[Dataset extract — start]

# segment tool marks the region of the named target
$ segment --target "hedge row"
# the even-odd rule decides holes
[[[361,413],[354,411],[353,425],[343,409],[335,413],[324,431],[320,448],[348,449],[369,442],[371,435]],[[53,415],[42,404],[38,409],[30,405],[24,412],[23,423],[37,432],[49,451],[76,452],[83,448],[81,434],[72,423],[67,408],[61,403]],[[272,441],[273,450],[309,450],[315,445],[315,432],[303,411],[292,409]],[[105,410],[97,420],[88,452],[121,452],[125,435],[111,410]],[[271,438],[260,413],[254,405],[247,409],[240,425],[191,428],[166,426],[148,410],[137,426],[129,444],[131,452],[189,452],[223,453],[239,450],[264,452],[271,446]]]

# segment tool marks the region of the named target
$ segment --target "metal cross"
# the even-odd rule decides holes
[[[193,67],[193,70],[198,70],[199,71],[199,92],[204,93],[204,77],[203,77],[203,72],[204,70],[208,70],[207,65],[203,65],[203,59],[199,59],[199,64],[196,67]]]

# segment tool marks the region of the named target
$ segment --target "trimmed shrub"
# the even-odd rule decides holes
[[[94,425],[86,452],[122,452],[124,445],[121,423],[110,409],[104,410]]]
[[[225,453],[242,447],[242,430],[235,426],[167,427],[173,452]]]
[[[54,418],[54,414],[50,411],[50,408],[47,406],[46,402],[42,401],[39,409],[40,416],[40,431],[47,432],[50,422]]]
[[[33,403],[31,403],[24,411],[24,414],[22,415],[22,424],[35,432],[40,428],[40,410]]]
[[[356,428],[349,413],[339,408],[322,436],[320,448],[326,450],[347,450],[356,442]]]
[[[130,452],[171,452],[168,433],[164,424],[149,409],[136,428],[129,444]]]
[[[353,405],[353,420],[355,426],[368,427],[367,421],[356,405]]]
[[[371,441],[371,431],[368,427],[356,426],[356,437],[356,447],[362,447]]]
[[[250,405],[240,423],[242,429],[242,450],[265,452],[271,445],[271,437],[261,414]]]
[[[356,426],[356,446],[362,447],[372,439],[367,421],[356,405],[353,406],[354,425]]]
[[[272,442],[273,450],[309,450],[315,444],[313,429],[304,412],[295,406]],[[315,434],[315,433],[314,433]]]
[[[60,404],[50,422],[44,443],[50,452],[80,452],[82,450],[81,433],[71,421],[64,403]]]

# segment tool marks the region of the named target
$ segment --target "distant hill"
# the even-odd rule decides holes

[Dataset extract — finish]

What needs to be done:
Every record above must appear again in the answer, unchanged.

Exercise output:
# segment tool marks the region of the named target
$ segment --target "hedge row"
# the even-odd rule decides holes
[[[361,413],[354,411],[353,425],[343,409],[335,413],[324,431],[320,448],[348,449],[369,442],[371,435]],[[53,415],[42,404],[38,409],[30,405],[24,412],[23,423],[37,432],[49,451],[76,452],[83,448],[81,434],[72,423],[67,408],[61,403]],[[272,441],[273,450],[309,450],[315,445],[315,432],[303,411],[292,409]],[[105,410],[97,420],[88,452],[121,452],[125,435],[111,410]],[[271,438],[260,413],[254,405],[247,409],[240,425],[191,428],[166,426],[148,410],[137,426],[129,444],[131,452],[189,452],[223,453],[239,450],[264,452],[271,446]]]

# segment tool marks the region of the named target
$ segment --target "metal cross"
# the even-odd rule decides holes
[[[193,67],[193,70],[198,70],[199,71],[199,92],[204,93],[204,77],[203,77],[203,72],[204,70],[208,70],[207,65],[203,65],[203,59],[199,59],[199,64],[196,67]]]

# segment tool marks the region of the named target
$ segment --target "trimmed shrub"
# the even-odd rule decides holes
[[[94,425],[86,452],[122,452],[124,445],[121,423],[110,409],[104,410]]]
[[[225,453],[242,447],[242,430],[235,426],[167,427],[173,452]]]
[[[54,418],[54,414],[50,411],[50,408],[47,406],[46,402],[42,401],[39,409],[40,416],[40,431],[47,432],[50,422]]]
[[[33,403],[31,403],[24,411],[24,414],[22,415],[22,424],[35,432],[40,428],[40,410]]]
[[[356,428],[349,413],[339,408],[322,436],[320,448],[326,450],[347,450],[356,442]]]
[[[130,452],[171,452],[168,433],[164,424],[149,409],[136,428],[129,444]]]
[[[353,405],[353,420],[355,426],[368,427],[367,421],[356,405]]]
[[[371,441],[371,431],[368,427],[356,426],[356,437],[356,447],[362,447]]]
[[[250,405],[240,423],[242,429],[242,450],[265,452],[271,445],[271,437],[261,414]]]
[[[356,426],[356,446],[362,447],[372,439],[367,421],[356,405],[353,406],[354,425]]]
[[[272,442],[273,450],[309,450],[315,444],[313,429],[304,412],[295,406]],[[315,434],[315,433],[314,433]]]
[[[60,404],[50,422],[44,443],[50,452],[80,452],[82,450],[81,433],[71,421],[64,403]]]

# segment tool marks the region of the named target
$ segment --target "distant hill"
# the even-odd rule decides holes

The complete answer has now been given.